GIVEN PASSAGE
= Beginning of Section =

We had everything pointed to Sherry taking me to the Surgicenter at 2:00 today (Monday) for Dr. Burt and team to remove the beautiful but dangerous little bush in my bladder. However, I just got a call (9:30) from Dr. Burt that pneumothorax makes anesthesia unsafe, so surgery will be postponed for a couple of weeks.
It’s odd to have this much cancer in my body but no symptoms or discomfort at all. That along with a positive medical prognosis and God’s word to me, “This is not the end. Keep on with what you are doing” leaves me in a good place, sleeping well and doing what I love.
Sherry drove me down to the early check in and soon the prep team was doing IV, monitors and such. They wheeled me into the same room where the first CT scan discovered the cancers and the very friendly efficient team went to work, doing the scan to find the best place to take the nodule sample. The doctor came in and the process began. I could not see what was happening, much as I wanted to. Then I heard the doctor say something about inserting a chest tube. His pre-op discussion alerted me that I had developed a pneumo-thorax, which is air between the lung and chest wall. That can happen when they insert the needle to get the stuff for the biopsy. He sucked much of the the air out and they did an x-ray to check – more news to come.

= End of Section =

AIM OF THE EXERCISE
Reproduce word for word the stretch of the surgery update from "It’s odd to" through "what I love.".

GIVEN INFORMATION
= Beginning of Section =

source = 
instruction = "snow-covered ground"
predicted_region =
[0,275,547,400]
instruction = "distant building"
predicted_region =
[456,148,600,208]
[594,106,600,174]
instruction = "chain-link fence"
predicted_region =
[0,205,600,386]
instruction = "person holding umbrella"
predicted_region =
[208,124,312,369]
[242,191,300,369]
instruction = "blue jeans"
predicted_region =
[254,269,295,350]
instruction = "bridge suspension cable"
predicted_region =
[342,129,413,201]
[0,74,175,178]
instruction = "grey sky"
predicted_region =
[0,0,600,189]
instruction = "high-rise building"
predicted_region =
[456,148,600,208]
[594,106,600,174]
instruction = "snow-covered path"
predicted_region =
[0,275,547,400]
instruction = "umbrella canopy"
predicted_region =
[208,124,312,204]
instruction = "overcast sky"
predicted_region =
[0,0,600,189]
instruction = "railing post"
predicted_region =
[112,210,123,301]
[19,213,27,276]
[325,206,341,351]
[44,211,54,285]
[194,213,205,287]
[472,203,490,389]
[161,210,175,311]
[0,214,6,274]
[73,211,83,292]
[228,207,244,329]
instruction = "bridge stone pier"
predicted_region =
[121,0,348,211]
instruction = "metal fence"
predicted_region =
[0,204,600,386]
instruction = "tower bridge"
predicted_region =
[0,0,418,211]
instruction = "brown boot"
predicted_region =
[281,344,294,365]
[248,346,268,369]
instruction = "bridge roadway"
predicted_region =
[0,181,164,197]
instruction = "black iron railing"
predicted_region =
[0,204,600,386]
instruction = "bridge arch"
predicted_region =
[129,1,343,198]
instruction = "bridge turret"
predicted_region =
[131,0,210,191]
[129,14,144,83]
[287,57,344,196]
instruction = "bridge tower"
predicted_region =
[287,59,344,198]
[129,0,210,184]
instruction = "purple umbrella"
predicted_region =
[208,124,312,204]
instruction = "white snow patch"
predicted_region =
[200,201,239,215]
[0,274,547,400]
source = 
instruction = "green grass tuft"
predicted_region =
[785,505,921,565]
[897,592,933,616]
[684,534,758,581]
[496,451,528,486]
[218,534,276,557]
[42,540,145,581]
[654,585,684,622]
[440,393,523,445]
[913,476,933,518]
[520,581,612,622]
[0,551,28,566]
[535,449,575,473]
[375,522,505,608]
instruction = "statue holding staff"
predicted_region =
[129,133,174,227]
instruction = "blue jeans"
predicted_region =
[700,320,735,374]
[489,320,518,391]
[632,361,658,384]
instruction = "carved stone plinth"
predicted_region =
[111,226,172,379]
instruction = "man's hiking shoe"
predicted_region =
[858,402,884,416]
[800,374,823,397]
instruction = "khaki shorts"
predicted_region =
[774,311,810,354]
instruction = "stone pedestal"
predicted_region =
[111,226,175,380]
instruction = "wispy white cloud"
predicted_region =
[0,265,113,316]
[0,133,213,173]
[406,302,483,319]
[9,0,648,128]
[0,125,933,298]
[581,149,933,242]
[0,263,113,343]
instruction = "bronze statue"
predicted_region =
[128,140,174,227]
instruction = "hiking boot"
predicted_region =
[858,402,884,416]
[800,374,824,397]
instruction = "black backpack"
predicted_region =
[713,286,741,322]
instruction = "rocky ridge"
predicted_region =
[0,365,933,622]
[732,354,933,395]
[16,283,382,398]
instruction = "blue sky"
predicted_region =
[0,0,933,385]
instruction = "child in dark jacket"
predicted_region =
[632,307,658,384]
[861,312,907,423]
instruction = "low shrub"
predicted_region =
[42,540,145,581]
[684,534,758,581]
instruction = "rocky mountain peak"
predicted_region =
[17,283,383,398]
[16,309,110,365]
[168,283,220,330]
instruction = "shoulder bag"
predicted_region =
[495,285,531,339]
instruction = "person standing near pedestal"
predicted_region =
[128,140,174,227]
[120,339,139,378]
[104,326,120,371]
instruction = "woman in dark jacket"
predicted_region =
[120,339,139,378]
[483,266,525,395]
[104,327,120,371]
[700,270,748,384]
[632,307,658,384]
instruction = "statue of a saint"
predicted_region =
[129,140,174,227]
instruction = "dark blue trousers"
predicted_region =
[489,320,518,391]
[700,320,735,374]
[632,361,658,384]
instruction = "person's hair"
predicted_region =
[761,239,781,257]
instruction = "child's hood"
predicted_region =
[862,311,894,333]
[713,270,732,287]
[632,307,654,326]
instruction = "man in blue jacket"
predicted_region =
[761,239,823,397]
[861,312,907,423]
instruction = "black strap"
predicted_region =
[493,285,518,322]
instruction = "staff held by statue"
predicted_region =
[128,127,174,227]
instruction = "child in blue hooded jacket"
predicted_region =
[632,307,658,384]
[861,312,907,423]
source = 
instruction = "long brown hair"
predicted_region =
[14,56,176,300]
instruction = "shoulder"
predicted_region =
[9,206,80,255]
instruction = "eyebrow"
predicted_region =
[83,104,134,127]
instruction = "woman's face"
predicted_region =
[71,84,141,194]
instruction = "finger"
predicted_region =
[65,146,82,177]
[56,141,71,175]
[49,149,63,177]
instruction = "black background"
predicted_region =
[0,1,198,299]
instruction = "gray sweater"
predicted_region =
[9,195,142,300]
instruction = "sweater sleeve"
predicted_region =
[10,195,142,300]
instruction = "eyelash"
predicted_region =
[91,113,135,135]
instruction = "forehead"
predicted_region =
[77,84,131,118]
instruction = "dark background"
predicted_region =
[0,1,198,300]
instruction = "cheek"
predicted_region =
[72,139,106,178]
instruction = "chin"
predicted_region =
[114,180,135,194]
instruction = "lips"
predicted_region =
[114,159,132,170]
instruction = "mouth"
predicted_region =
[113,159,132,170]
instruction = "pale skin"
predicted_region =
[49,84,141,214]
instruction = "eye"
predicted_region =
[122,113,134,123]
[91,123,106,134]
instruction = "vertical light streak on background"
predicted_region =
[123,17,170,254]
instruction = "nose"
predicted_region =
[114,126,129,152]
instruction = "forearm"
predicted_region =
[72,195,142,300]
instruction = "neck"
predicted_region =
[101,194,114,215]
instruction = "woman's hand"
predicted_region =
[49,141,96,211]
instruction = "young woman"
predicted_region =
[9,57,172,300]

= End of Section =
= Beginning of Section =

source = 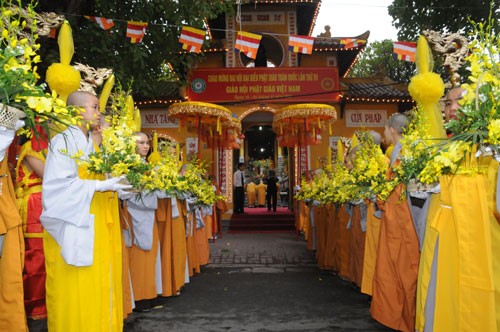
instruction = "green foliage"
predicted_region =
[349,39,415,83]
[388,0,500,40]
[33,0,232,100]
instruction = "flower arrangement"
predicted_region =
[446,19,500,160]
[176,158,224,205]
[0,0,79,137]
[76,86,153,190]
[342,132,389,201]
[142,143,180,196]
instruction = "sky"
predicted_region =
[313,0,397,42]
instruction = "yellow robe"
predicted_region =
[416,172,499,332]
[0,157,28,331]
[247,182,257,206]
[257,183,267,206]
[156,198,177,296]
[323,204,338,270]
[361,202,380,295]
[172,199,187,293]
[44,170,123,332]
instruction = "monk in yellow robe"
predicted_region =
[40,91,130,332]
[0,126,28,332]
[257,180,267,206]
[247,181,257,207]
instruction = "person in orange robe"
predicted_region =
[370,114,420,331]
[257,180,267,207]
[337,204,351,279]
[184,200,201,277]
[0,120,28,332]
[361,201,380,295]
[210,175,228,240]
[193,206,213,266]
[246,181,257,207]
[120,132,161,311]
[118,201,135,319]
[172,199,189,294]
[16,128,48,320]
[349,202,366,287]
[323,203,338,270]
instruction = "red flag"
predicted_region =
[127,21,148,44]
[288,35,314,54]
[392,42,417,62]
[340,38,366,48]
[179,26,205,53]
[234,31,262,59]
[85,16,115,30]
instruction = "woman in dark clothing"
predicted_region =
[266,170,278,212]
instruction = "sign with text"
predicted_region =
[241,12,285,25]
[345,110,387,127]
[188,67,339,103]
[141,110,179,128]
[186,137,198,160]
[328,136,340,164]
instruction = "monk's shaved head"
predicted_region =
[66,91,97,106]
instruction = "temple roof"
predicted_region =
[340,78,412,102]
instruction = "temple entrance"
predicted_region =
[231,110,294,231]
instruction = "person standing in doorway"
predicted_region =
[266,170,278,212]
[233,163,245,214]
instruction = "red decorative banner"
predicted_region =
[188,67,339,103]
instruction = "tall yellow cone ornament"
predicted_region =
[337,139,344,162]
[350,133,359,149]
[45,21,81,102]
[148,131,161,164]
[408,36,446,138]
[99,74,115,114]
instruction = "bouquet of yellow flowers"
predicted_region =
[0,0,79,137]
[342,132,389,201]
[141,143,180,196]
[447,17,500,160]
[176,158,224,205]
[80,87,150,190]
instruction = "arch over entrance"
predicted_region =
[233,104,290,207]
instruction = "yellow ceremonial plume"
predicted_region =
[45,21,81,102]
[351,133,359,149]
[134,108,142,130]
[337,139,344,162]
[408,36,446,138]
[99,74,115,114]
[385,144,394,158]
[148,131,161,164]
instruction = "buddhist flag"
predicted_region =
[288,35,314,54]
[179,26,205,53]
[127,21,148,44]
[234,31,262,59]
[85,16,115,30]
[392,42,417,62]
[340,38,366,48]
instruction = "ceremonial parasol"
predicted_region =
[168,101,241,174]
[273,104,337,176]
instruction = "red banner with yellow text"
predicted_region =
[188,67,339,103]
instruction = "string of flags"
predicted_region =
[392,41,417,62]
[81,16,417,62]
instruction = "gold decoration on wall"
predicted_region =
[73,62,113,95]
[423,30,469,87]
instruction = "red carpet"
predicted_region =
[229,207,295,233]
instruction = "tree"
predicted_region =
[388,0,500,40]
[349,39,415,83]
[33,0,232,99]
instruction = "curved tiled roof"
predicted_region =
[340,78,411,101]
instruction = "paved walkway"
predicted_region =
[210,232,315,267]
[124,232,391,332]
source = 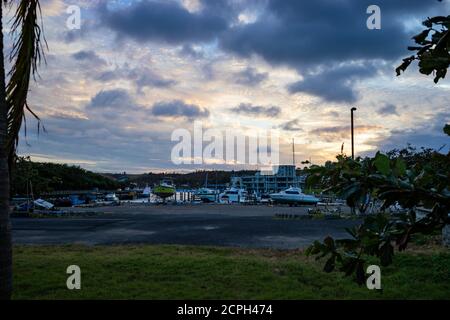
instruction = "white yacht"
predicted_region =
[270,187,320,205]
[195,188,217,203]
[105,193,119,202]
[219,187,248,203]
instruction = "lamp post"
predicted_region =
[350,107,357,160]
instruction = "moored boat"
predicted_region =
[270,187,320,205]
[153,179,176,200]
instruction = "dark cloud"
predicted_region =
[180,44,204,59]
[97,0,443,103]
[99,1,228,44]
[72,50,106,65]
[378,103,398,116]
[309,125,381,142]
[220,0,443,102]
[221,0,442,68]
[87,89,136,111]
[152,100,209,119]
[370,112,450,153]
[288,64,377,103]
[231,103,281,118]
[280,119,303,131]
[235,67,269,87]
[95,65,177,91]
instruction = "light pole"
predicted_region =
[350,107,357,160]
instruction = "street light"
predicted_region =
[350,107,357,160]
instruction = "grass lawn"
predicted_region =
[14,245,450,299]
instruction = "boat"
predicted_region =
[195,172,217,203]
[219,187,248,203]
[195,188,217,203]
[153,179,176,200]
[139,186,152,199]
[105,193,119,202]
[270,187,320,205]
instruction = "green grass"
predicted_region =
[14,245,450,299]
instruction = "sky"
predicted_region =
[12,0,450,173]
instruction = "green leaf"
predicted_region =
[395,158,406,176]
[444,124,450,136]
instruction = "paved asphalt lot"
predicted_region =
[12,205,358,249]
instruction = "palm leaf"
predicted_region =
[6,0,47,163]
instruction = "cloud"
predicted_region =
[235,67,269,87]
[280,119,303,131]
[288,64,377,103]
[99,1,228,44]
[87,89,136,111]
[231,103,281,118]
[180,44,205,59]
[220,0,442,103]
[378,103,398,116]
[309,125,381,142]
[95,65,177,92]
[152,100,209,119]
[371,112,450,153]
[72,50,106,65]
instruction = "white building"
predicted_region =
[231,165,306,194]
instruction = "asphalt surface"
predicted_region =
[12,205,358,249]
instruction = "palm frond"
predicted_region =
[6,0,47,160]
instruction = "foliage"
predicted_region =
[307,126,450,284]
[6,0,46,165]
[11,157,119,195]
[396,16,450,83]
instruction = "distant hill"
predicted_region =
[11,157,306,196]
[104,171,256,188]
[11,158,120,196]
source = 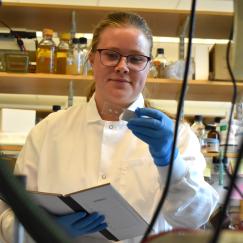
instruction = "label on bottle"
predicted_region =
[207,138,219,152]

= End of Section =

ANSWER SECTION
It’s odd to have this much cancer in my body but no symptoms or discomfort at all. That along with a positive medical prognosis and God’s word to me, “This is not the end. Keep on with what you are doing” leaves me in a good place, sleeping well and doing what I love.